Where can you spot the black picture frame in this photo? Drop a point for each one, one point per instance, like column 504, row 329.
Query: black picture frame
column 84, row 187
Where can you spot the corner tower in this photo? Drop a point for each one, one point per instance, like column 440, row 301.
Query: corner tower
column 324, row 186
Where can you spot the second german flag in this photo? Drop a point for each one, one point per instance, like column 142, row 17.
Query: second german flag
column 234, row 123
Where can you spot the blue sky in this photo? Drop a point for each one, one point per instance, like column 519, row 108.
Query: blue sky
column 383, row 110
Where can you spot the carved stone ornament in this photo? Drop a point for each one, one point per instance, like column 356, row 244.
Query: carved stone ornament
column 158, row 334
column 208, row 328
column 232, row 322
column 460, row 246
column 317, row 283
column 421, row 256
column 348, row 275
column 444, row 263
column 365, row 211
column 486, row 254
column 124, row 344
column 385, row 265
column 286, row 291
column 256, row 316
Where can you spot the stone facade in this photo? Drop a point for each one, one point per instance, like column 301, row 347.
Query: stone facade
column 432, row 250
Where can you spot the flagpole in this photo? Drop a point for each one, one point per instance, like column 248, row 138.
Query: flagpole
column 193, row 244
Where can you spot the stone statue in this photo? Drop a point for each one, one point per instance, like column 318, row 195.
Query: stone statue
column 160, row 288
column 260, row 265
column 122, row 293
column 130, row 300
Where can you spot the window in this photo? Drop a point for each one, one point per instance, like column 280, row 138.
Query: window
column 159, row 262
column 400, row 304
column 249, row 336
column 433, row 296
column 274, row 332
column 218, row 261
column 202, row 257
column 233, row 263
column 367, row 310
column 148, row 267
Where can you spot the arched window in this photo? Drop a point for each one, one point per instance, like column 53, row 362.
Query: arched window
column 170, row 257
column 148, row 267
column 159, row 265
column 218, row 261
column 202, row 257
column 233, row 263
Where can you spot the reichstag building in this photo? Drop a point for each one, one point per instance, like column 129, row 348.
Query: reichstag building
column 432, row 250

_Exercise_: In full and without change, transcribe the entries.

_Completed exercise_:
Where can you spot the black picture frame in this photo? Drop a point for each one, one point per instance, like column 504, row 329.
Query: black picture frame
column 84, row 187
Where can you spot the corner tower in this photo? Drop a point for each one, one point per instance, like column 440, row 301.
Query: corner tower
column 324, row 186
Where can you spot the second german flag in this photo? Drop a point for each one, one point per instance, like column 142, row 17.
Query: second german flag
column 234, row 123
Where can you spot the blue sky in this photo? Drop a point for each one, one point per instance, like column 519, row 108.
Query: blue sky
column 383, row 110
Where can you spot the carved stone ornament in this photo? Drop a point for each one, one point per instance, like column 356, row 244.
Query: carved stone ornament
column 158, row 334
column 208, row 328
column 232, row 322
column 460, row 246
column 317, row 283
column 421, row 256
column 348, row 275
column 444, row 263
column 365, row 211
column 486, row 254
column 124, row 344
column 385, row 265
column 286, row 291
column 256, row 316
Where can you spot the stone facade in this photo? Drop a point for each one, one point per instance, like column 301, row 347.
Query: stone facade
column 432, row 250
Where can you spot the flagpole in this photo? Drop a point for each one, one point per instance, like column 248, row 138.
Query: flagpole
column 193, row 244
Where can you spot the stone statue in this photo? Drop a point for each one, one point per instance, like column 318, row 195.
Query: stone statue
column 160, row 288
column 260, row 265
column 122, row 293
column 130, row 300
Where can you spot the window in this photo? Drop a point for each one, one point per instance, like column 280, row 138.
Query: window
column 159, row 262
column 400, row 304
column 249, row 336
column 433, row 296
column 274, row 332
column 218, row 261
column 202, row 257
column 233, row 263
column 367, row 310
column 148, row 267
Where can you spot the arched window in this photo? Drop a point for each one, one point per instance, like column 53, row 362.
Query: arched window
column 170, row 257
column 148, row 267
column 159, row 265
column 218, row 261
column 202, row 257
column 233, row 263
Where can you spot the reichstag building in this photo? Drop a point for each one, one point per instance, like column 129, row 348.
Query: reichstag building
column 432, row 250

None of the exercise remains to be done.